* Problems to solve
#1 Reproduce the passage about Paul Harvey word for word, starting with "How different that" and going on through "but of opportunity.".
#2 How many lines of the listing contain the string "bicycle"? Reply with the number alone.

* Reading text

● ● ● ● ● ● ●

I frequently mention the founding fathers leading the War of Independence against King George. But Harvey was a founding father in his own right — one of radio’s founding fathers. But he would have fit right in with Jefferson and Franklin, despite arriving on the scene years later.
Like them, he faced a lot of adversity, but hung tough.
At age 3, robbers killed Harvey’s father, a police officer. Harvey, or Paul Aurandt as he was originally named, grew up in the Great Depression. His unique voice became one of patriotic reason on America’s airwaves.
“I was never one who sought to make the small man tall by cutting off the legs of a giant,” he once said. “I wanted to drag no man down to my size. Only to preserve a way of life which might make it possible for me, one day, to elevate myself until I at least partly matched his size.”
How different that rings from what we hear throughout the commonwealth today from those who want to take from those who work hard to prosper and give it to those who think the world owes them.
They should read Paul Batura’s “Good Day! The Paul Harvey Story.” The message comes through loud and clear: You won’t get ahead by pulling another man down.
Or to put it in a contemporary context: “Mr. President, your statement during the presidential campaign to Joe the Plumber that ‘When you spread the wealth around, it’s good for everybody’ is not good for anybody.”
You’re not telling “The rest of the story.”
America and its capitalist system work because it hinges on a strong belief in equality — not equality of wealth but of opportunity.
Harvey learned this at an early age. While growing up in Tulsa during the Great Depression, he witnessed a great chasm between those like himself, who came from struggling families, and those who, because of the presence of big oil, became insulated from many of the day’s economic woes.
Harvey tells about wearing one pair of trousers, which eventually became worn out and worn through.
“Embarrassed, he walked sideways down Main Street and while doing so, spotted a chauffeur-driven automobile transporting one of the oil barons of the city,” Batura wrote. “Usually even-keeled, his temper flared. For the first time in his life, he began to feel sorry for himself — and jealous of a man he had never met.”

● ● ● ● ● ● ●

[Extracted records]
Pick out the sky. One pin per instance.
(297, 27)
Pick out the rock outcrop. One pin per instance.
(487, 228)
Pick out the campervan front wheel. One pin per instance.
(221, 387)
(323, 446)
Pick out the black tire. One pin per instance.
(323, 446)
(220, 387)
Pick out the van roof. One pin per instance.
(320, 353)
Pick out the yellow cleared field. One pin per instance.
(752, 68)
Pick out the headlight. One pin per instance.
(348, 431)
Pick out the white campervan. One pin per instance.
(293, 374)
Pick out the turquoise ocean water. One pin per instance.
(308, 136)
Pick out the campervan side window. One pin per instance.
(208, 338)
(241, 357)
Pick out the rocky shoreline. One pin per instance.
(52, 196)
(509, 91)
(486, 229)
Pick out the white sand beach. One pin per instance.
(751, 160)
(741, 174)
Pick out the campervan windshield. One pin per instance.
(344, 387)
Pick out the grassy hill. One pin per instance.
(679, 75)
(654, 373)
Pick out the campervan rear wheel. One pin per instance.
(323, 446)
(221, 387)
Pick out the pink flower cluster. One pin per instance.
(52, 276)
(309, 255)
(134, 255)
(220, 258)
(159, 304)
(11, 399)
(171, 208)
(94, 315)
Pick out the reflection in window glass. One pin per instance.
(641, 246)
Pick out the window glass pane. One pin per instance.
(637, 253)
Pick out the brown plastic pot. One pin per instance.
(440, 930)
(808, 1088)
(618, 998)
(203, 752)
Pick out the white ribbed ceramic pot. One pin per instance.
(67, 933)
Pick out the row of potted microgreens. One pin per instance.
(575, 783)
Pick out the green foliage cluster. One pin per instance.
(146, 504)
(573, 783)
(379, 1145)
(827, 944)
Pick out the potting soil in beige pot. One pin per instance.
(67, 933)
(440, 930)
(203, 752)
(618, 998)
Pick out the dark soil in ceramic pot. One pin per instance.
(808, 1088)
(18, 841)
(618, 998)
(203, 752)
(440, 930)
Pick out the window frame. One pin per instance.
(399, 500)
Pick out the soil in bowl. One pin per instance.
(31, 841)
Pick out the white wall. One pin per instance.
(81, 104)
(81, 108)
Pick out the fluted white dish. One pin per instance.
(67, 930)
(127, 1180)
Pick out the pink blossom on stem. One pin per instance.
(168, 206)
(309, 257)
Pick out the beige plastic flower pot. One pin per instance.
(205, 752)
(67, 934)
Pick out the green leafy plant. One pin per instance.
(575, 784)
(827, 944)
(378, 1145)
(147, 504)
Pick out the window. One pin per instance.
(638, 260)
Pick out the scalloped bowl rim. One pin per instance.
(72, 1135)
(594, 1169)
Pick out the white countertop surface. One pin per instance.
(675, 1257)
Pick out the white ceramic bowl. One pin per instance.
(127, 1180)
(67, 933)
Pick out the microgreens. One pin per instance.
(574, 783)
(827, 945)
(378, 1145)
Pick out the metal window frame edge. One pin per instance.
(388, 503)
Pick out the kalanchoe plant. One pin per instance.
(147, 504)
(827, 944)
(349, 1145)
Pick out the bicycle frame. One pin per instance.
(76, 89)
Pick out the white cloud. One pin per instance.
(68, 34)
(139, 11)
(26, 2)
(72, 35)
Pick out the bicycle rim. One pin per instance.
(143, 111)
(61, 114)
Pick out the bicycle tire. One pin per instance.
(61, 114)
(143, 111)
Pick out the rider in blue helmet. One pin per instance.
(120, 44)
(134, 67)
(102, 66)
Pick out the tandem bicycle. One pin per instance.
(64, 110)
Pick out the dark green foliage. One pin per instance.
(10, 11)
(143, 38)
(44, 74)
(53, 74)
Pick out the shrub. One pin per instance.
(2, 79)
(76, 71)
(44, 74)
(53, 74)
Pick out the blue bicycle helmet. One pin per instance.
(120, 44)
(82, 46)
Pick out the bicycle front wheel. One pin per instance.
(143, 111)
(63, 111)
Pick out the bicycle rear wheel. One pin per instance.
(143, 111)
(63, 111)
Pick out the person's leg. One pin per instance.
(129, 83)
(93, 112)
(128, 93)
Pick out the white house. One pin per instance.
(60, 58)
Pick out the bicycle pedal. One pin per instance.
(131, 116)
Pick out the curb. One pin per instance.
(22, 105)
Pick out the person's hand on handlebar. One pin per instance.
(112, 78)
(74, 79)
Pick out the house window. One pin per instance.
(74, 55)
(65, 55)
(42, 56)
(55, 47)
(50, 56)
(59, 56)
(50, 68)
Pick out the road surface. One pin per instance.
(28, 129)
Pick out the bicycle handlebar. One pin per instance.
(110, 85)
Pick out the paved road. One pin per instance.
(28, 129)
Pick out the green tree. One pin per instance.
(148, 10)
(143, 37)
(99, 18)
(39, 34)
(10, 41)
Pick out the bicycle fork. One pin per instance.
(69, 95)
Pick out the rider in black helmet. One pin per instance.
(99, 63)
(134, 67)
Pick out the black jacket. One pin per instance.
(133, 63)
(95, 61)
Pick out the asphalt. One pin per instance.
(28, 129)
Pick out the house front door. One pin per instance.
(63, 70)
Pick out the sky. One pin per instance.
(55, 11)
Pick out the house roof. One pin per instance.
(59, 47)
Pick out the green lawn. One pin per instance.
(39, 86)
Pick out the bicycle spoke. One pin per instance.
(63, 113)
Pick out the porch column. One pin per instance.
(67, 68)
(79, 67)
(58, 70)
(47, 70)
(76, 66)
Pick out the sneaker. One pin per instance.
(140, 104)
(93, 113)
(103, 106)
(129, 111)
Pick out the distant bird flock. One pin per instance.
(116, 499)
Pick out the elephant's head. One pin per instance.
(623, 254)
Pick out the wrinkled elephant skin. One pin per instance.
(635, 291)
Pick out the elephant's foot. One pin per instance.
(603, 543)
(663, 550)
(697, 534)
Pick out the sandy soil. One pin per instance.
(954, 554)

● ● ● ● ● ● ●

* Per-task outputs
#1
How different that rings from what we hear throughout the commonwealth today from those who want to take from those who work hard to prosper and give it to those who think the world owes them.
They should read Paul Batura’s “Good Day! The Paul Harvey Story.” The message comes through loud and clear: You won’t get ahead by pulling another man down.
Or to put it in a contemporary context: “Mr. President, your statement during the presidential campaign to Joe the Plumber that ‘When you spread the wealth around, it’s good for everybody’ is not good for anybody.”
You’re not telling “The rest of the story.”
America and its capitalist system work because it hinges on a strong belief in equality — not equality of wealth but of opportunity.

#2 11